(Rows from a box-labeling dataset)
▼
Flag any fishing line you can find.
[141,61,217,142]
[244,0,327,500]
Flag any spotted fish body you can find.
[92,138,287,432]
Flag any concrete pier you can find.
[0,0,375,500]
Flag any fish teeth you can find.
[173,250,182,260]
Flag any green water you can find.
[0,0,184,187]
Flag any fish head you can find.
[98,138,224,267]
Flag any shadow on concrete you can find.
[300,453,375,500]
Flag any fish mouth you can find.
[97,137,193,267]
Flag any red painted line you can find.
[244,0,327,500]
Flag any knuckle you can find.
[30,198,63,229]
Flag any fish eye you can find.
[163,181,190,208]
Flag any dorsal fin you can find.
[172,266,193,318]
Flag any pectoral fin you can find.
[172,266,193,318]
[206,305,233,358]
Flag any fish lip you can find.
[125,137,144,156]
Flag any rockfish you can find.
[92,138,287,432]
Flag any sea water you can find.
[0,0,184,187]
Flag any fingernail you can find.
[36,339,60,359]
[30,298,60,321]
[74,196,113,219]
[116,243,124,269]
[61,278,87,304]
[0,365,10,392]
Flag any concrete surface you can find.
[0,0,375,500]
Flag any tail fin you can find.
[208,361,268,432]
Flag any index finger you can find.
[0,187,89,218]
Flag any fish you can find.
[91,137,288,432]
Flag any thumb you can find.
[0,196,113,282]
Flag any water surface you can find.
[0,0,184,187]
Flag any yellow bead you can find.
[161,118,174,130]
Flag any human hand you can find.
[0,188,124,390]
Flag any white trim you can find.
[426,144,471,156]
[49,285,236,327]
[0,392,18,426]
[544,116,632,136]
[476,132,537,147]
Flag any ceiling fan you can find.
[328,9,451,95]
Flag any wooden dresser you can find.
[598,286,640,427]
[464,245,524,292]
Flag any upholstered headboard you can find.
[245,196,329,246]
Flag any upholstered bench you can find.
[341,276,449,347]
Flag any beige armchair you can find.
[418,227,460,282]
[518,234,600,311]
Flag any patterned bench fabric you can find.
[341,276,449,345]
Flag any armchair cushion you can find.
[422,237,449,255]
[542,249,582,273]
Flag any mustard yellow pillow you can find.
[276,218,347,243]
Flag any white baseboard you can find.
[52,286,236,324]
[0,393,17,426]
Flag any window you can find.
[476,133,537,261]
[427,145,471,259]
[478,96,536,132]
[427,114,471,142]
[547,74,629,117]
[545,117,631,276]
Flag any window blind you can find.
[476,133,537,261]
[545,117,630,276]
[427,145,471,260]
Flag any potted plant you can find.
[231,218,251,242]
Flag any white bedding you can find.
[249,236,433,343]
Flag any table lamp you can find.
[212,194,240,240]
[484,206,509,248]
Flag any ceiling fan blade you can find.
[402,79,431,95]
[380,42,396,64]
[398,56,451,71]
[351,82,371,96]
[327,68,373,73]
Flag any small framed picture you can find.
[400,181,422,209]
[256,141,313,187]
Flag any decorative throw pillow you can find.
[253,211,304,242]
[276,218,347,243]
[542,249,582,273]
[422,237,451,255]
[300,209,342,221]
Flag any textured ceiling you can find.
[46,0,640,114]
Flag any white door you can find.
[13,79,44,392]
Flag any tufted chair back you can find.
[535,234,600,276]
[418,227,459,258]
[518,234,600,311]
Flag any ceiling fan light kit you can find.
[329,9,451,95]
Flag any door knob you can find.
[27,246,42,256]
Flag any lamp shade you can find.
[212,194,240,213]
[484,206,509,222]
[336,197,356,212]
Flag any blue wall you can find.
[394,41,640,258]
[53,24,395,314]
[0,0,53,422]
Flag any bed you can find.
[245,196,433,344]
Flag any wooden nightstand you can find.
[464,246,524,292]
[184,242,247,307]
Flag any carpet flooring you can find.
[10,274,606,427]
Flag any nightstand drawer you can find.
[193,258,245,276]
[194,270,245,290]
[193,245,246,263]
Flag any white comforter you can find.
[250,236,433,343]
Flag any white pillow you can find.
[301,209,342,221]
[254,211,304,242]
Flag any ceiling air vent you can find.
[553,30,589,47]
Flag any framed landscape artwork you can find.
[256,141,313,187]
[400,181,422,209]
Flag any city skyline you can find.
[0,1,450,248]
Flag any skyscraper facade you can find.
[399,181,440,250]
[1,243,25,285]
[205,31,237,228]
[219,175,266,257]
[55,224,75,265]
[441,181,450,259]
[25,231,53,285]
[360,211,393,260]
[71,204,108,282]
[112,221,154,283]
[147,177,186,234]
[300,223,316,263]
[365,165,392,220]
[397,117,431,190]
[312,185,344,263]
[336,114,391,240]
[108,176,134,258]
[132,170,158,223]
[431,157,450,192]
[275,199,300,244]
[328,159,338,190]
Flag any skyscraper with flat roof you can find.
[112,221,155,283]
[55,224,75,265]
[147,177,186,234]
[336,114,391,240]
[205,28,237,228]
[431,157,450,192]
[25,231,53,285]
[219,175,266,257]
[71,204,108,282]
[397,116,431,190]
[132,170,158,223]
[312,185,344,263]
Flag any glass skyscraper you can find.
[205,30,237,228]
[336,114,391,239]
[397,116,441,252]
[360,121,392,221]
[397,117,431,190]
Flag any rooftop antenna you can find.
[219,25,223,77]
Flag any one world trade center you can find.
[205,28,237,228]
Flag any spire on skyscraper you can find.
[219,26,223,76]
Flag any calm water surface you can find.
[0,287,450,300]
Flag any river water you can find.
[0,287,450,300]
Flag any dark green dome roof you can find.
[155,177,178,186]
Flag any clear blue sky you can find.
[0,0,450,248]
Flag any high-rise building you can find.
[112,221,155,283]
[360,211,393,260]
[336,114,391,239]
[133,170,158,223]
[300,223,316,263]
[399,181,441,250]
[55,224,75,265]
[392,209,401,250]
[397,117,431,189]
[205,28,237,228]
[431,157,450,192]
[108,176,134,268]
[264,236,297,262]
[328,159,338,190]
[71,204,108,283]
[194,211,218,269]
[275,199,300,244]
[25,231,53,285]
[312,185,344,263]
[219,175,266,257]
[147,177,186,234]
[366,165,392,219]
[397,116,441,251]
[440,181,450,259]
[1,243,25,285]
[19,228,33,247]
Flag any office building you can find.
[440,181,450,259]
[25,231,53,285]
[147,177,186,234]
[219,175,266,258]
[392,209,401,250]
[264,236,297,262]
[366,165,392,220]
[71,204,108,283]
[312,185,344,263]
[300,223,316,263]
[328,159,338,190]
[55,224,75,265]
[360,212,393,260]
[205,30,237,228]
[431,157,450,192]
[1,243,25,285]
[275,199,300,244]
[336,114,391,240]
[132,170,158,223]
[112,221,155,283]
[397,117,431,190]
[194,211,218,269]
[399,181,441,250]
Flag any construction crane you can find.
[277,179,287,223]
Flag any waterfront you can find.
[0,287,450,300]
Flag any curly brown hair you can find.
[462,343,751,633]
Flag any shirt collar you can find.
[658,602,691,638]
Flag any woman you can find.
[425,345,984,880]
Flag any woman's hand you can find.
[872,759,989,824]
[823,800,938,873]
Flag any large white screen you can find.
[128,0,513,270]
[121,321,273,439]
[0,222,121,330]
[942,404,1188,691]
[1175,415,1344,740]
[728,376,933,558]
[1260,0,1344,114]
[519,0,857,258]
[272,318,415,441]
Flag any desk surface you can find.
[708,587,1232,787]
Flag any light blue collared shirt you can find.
▲
Work to be completed: Reproduce the whole listing above verbatim, line for line.

Expected output:
Flag any fishing line you can find.
[141,61,217,142]
[244,0,327,500]
Flag any spotted fish body you can find.
[92,138,287,432]
Flag any concrete pier you can find.
[0,0,375,500]
Flag any fish teeth you can find.
[173,250,182,260]
Flag any green water you can find.
[0,0,184,187]
Flag any fish head you can find.
[98,138,224,267]
Flag any shadow on concrete you can find.
[300,453,375,500]
Flag any fish mouth you can find.
[97,137,193,267]
Flag any red painted line you can find.
[244,0,327,500]
Flag any knuckle you can find.
[30,198,63,229]
Flag any fish eye you can find.
[163,181,190,208]
Flag any dorsal fin you can find.
[172,266,193,318]
Flag any pectoral fin you can find.
[172,266,193,318]
[206,305,233,358]
Flag any fish lip you can find.
[125,137,144,156]
Flag any rockfish you can find.
[92,138,287,432]
Flag any sea water you can find.
[0,0,184,187]
Flag any fingernail you can find.
[36,339,60,359]
[30,298,60,321]
[74,196,113,219]
[116,243,124,269]
[61,278,87,304]
[0,365,10,392]
Flag any concrete surface you can find.
[0,0,375,500]
Flag any tail fin you can find.
[208,361,268,432]
Flag any index finger you can find.
[0,187,89,218]
Flag any fish you can find.
[91,137,288,432]
Flag any thumb you can find.
[0,196,113,282]
Flag any water surface you can find.
[0,0,184,187]
Flag any yellow bead you can find.
[161,118,174,130]
Flag any human hand you can find.
[0,188,124,390]
Flag any white trim you can find.
[426,144,471,156]
[49,285,236,327]
[0,392,18,426]
[544,116,632,136]
[476,132,537,147]
Flag any ceiling fan you can find.
[328,9,451,95]
Flag any wooden dresser you can find.
[598,286,640,427]
[464,245,524,292]
Flag any upholstered headboard you can find.
[245,196,329,246]
Flag any upholstered bench you can find.
[341,276,449,347]
Flag any beige armchair you can find.
[418,227,460,282]
[518,234,600,311]
Flag any patterned bench fabric you can find.
[341,276,449,345]
Flag any armchair cushion you can find.
[422,237,449,255]
[542,249,582,273]
Flag any mustard yellow pillow you can find.
[276,218,347,243]
Flag any white baseboard you can find.
[52,286,236,324]
[0,393,17,426]
Flag any window you can find.
[476,133,537,261]
[427,145,471,259]
[478,96,536,132]
[427,114,471,142]
[547,74,629,117]
[545,117,631,276]
Flag any window blind you can find.
[476,133,537,261]
[545,117,630,276]
[427,145,471,260]
Flag any potted plant you can find.
[231,218,251,242]
Flag any white bedding you can find.
[249,236,433,343]
Flag any table lamp you can find.
[212,194,240,240]
[484,206,509,248]
Flag any ceiling fan blade you can find.
[402,79,431,95]
[380,42,396,64]
[398,56,451,71]
[351,82,371,96]
[327,68,373,73]
Flag any small framed picture you can find.
[400,181,422,209]
[256,141,313,187]
Flag any decorative throw pillow you can find.
[253,211,304,242]
[276,218,347,243]
[542,249,582,273]
[422,237,451,255]
[300,209,342,221]
Flag any textured ceiling you can find.
[46,0,640,114]
Flag any white door you can find.
[13,79,44,392]
Flag any tufted chair back you can find.
[535,234,600,276]
[418,227,459,258]
[518,234,600,311]
Flag any ceiling fan light kit you can find.
[329,9,451,95]
Flag any door knob you can find.
[27,246,42,256]
Flag any lamp shade you can find.
[212,194,240,213]
[484,206,509,222]
[336,197,356,212]
Flag any blue wall you can find.
[394,41,640,258]
[53,24,395,314]
[0,0,53,422]
Flag any bed you can find.
[245,196,433,344]
Flag any wooden nightstand you can find.
[464,246,524,292]
[184,242,247,307]
Flag any carpet flooring you can find.
[10,274,606,427]
Flag any nightstand drawer you can find.
[193,258,245,276]
[194,270,245,290]
[193,245,246,263]
Flag any white comforter you can find.
[250,236,433,343]
Flag any white pillow you can find.
[301,209,342,221]
[254,211,304,242]
Flag any ceiling air vent you can find.
[553,30,589,47]
Flag any framed landscape artwork you can find.
[256,141,313,187]
[400,181,422,209]
Flag any city skyline you can find.
[0,1,450,248]
Flag any skyscraper facade you can find.
[399,181,440,250]
[1,243,25,285]
[205,31,237,228]
[219,175,266,257]
[55,224,75,265]
[441,181,450,259]
[25,231,53,285]
[360,211,393,260]
[71,204,108,282]
[112,221,154,283]
[147,177,186,234]
[300,223,316,263]
[365,165,392,220]
[397,117,431,190]
[312,185,344,263]
[336,114,391,240]
[108,176,134,258]
[132,170,158,223]
[431,157,450,192]
[275,199,300,244]
[328,159,338,190]
Flag any skyscraper with flat roof you can find.
[112,221,155,283]
[55,224,75,265]
[147,177,186,234]
[336,114,391,240]
[205,28,237,228]
[431,157,450,192]
[25,231,53,285]
[219,175,266,257]
[71,204,108,282]
[397,116,431,190]
[132,170,158,223]
[312,185,344,263]
Flag any glass skyscraper you can find.
[205,30,237,228]
[336,114,391,239]
[397,116,441,252]
[360,121,392,221]
[397,117,431,190]
Flag any rooftop antenna you can find.
[219,25,223,77]
Flag any one world trade center you can find.
[205,28,237,228]
Flag any spire on skyscraper you can find.
[219,26,223,76]
Flag any calm water surface you can find.
[0,287,450,300]
Flag any river water you can find.
[0,287,450,300]
Flag any dark green dome roof you can find.
[155,177,178,186]
Flag any clear blue sky you can find.
[0,0,450,248]
Flag any high-rise building you can find.
[112,221,155,283]
[360,211,393,260]
[336,114,391,239]
[133,170,158,223]
[300,223,316,263]
[399,181,441,250]
[55,224,75,265]
[392,209,401,250]
[397,117,431,189]
[205,28,237,228]
[431,157,450,192]
[108,176,134,268]
[264,236,297,262]
[328,159,338,190]
[71,204,108,283]
[194,211,218,269]
[275,199,300,244]
[25,231,53,285]
[312,185,344,263]
[219,175,266,257]
[147,177,186,234]
[366,165,392,219]
[397,116,441,251]
[440,181,450,259]
[1,243,25,285]
[19,228,33,247]
Flag any office building you can find.
[440,181,450,259]
[25,231,53,285]
[147,177,186,234]
[219,175,266,258]
[392,209,401,250]
[264,236,297,262]
[366,165,392,220]
[71,204,108,283]
[312,185,344,263]
[300,223,316,263]
[328,159,338,190]
[55,224,75,265]
[360,212,393,260]
[205,30,237,228]
[431,157,450,192]
[1,243,25,285]
[275,199,300,244]
[336,114,391,240]
[132,170,158,223]
[112,221,155,283]
[397,117,431,190]
[194,211,218,269]
[399,181,441,250]
Flag any construction crane you can find.
[277,179,287,223]
Flag any waterfront you can find.
[0,287,450,300]
Flag any curly brown hair you can find.
[462,343,751,633]
Flag any shirt collar you can find.
[658,602,691,638]
Flag any woman you can find.
[425,345,984,880]
Flag any woman's hand you can find.
[872,759,989,824]
[823,800,938,873]
Flag any large white screen you can find.
[128,0,513,270]
[121,321,273,439]
[0,222,121,330]
[942,404,1188,691]
[1175,415,1344,740]
[728,376,933,558]
[1260,0,1344,114]
[519,0,857,258]
[272,318,415,441]
Flag any desk surface you can find.
[708,587,1232,787]
Flag any light blue collared shirt you can find.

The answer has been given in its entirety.